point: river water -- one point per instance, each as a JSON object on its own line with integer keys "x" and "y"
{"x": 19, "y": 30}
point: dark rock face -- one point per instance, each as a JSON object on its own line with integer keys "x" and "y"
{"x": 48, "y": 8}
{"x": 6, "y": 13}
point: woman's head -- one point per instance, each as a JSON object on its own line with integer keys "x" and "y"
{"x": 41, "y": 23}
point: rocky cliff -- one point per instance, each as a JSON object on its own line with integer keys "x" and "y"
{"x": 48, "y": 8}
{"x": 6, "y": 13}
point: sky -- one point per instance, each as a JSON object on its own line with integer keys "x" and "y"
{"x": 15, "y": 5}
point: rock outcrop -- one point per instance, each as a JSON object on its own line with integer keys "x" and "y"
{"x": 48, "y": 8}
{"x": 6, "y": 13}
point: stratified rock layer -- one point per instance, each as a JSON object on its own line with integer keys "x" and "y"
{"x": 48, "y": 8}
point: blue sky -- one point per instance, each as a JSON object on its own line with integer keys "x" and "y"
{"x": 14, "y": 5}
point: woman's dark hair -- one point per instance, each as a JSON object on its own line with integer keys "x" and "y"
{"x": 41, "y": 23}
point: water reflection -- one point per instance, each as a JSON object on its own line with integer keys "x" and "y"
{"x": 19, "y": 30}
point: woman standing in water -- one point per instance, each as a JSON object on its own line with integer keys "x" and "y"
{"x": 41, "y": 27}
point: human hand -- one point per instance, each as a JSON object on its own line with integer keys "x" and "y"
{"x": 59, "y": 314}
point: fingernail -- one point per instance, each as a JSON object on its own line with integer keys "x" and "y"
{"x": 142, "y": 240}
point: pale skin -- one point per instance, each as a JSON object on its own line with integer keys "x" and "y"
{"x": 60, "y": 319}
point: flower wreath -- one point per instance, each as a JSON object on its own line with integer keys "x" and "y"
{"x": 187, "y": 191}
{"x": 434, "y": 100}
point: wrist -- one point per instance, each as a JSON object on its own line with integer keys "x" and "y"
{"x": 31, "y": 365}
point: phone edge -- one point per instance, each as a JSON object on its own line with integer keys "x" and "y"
..............................
## TASK TO COMPLETE:
Output the full listing again with nothing altered.

## WRITTEN ANSWER:
point: river water -- one point per instance, each as a JSON object on its own line with integer keys "x" and "y"
{"x": 19, "y": 30}
point: dark rock face -- one point per instance, each as a JSON object on its own line with integer keys "x" and "y"
{"x": 48, "y": 8}
{"x": 6, "y": 13}
point: woman's head -- one point per instance, each as a JSON object on its own line with integer keys "x" and "y"
{"x": 41, "y": 23}
point: rocky cliff -- one point per instance, each as a JSON object on its own line with integer keys "x" and "y"
{"x": 48, "y": 8}
{"x": 6, "y": 13}
point: sky -- one point per instance, each as a JSON object on its own line with integer keys "x" and "y"
{"x": 15, "y": 5}
point: rock outcrop -- one point per instance, each as a JSON object on its own line with integer keys "x" and "y"
{"x": 48, "y": 8}
{"x": 6, "y": 13}
point: stratified rock layer -- one point per instance, each as a JSON object on its own line with integer keys "x" and "y"
{"x": 48, "y": 8}
point: blue sky -- one point per instance, each as a JSON object on its own line with integer keys "x" and "y"
{"x": 14, "y": 5}
point: woman's dark hair -- one point per instance, each as a JSON object on its own line with integer keys "x" and "y"
{"x": 41, "y": 23}
point: water reflection -- one point per instance, each as a JSON object on its own line with integer keys "x" and "y"
{"x": 19, "y": 30}
point: woman standing in water -- one point per instance, each as a JSON object on its own line with integer keys "x" and "y"
{"x": 41, "y": 27}
point: human hand -- one point per instance, each as a JSON object on its own line with integer keys "x" and "y"
{"x": 59, "y": 314}
point: fingernail -- one point per instance, each as a JSON object on its own line with integer keys "x" and "y"
{"x": 142, "y": 240}
point: pale skin -- one point per instance, each as a JSON object on its own line with integer keys "x" and "y"
{"x": 60, "y": 319}
point: flower wreath -- one point per instance, each as a JSON object on its own line with integer keys "x" and "y"
{"x": 187, "y": 191}
{"x": 434, "y": 100}
point: wrist -- one point per instance, each as a JSON object on its own line with integer keys "x" and "y"
{"x": 31, "y": 365}
point: phone edge -- one point per instance, each as a JSON object on its own line with integer keys "x" and "y"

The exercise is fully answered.